- **PASSAGE**:
***
I wonder if we could, as a country, find a way to approach climate change with the same dedication we exhibited at the Vancouver Olympics. I am even trying to conjure up a slogan to match “Own the Podium” (“Own the Climate”? “Own the Environment”?), but I am obviously not a marketer. Instead, the decades go by and we pay lip service to our commitment to addressing this grave risk to the planet, but our policy makers tend to resemble a hockey player who is ragging the puck rather than trying to score.
Polls often suggest that many Canadians like the image of their country as a leader in addressing some of the major challenges facing the globe, and this leadership is sorely needed when it comes to climate policy. This lofty self-image might explain Canada’s aggressive commitments in the Kyoto Protocol of 1997, in which we promised to make substantial greenhouse gas emissions reductions by this year, 2010, even though our fossil fuel–intensive economy and rapid population growth, compared to most industrialized countries, would make this task relatively difficult and costly.
***
- **DATA SUPPLIED**:
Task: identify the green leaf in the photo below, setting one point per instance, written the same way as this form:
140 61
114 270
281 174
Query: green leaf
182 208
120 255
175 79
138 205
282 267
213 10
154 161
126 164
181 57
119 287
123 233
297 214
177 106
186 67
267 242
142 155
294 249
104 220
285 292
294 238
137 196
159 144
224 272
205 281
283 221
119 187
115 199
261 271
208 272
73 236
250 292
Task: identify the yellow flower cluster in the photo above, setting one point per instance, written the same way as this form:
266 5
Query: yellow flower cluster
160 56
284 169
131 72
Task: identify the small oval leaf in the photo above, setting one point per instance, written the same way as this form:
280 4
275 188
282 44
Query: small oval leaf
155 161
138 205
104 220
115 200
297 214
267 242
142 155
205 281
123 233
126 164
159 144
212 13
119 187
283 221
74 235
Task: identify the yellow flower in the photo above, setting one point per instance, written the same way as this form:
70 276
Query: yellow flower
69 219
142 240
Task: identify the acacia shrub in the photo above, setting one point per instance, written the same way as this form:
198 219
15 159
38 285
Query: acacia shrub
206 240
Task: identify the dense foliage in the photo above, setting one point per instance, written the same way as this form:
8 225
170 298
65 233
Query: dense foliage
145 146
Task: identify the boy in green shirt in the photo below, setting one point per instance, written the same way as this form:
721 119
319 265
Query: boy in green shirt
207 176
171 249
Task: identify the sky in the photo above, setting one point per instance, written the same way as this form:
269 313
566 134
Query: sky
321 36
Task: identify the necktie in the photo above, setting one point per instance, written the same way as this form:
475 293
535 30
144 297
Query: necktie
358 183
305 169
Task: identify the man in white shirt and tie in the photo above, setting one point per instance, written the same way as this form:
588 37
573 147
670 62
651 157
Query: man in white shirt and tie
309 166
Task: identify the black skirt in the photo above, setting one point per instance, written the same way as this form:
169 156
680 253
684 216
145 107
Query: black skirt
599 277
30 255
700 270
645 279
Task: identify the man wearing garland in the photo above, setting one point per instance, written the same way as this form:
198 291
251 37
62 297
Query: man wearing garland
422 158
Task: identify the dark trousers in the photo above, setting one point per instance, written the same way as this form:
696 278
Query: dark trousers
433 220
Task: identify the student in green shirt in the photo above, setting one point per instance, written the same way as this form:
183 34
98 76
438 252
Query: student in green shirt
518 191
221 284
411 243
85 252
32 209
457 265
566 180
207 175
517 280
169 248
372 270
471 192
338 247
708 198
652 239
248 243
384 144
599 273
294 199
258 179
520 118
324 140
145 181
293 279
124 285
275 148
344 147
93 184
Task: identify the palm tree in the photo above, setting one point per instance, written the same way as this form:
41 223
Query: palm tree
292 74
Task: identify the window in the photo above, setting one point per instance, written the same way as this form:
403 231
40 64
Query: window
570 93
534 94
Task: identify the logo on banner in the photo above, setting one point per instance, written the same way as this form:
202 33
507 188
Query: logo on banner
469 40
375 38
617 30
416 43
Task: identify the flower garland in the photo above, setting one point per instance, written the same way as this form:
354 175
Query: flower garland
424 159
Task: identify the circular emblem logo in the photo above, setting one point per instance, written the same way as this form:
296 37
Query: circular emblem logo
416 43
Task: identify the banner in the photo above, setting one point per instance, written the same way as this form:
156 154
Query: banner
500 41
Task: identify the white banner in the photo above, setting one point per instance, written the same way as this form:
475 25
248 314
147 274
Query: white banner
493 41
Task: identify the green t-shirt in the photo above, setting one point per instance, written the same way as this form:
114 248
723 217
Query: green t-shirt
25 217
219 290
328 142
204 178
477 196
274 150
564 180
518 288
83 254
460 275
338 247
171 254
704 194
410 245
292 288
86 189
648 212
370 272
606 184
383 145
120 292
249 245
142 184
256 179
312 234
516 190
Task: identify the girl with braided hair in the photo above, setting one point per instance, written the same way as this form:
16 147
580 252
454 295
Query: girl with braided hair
***
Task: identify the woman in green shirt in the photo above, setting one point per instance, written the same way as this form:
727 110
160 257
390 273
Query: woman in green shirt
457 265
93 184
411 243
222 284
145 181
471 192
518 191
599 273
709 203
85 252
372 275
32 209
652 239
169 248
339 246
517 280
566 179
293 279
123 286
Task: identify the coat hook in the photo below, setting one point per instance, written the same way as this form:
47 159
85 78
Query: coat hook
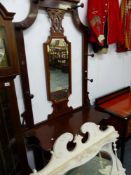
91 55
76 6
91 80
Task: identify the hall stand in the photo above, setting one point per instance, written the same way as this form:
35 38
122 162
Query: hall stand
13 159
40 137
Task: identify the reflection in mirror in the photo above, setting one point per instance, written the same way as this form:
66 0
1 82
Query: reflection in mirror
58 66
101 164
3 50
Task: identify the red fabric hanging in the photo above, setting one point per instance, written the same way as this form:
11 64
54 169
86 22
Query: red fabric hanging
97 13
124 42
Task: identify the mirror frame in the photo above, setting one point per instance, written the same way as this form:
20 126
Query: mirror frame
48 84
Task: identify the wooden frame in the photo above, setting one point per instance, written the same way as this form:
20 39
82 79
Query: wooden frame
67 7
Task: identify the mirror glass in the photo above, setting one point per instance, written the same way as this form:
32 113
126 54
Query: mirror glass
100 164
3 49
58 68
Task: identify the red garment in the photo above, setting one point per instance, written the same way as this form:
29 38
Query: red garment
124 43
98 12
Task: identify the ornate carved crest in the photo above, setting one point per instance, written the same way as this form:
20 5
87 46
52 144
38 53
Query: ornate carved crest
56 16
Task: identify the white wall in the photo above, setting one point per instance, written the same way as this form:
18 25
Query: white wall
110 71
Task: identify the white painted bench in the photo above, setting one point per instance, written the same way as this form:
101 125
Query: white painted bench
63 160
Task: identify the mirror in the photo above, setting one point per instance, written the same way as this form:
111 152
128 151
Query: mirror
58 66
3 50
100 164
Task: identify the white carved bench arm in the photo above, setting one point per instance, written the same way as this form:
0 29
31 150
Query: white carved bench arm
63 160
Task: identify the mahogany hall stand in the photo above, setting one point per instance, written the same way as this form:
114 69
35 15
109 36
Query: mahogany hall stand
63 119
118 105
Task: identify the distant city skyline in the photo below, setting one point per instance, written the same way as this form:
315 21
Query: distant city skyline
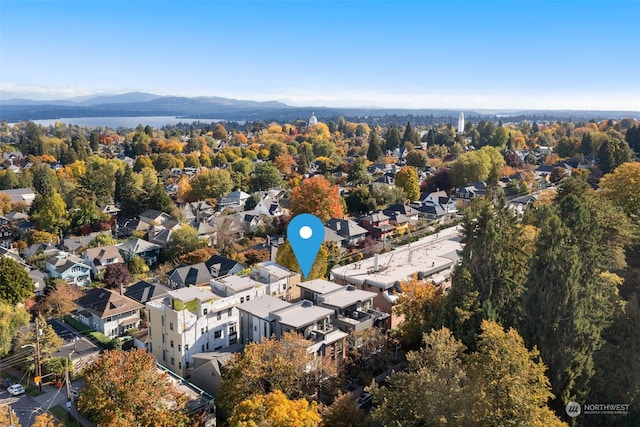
***
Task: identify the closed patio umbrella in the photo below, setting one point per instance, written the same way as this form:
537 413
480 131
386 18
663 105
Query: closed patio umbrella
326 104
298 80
***
- **WRITTEN EXERCISE 1**: Reproduce the section of the climate passage above that begins with the words containing "I wonder if" and ends with "trying to score.".
- **WRITTEN EXERCISE 2**: According to the climate passage, by what year did Canada promise in the Kyoto Protocol to make substantial greenhouse gas emissions reductions?

- **WRITTEN SOLUTION 1**:
I wonder if we could, as a country, find a way to approach climate change with the same dedication we exhibited at the Vancouver Olympics. I am even trying to conjure up a slogan to match “Own the Podium” (“Own the Climate”? “Own the Environment”?), but I am obviously not a marketer. Instead, the decades go by and we pay lip service to our commitment to addressing this grave risk to the planet, but our policy makers tend to resemble a hockey player who is ragging the puck rather than trying to score.

- **WRITTEN SOLUTION 2**: 2010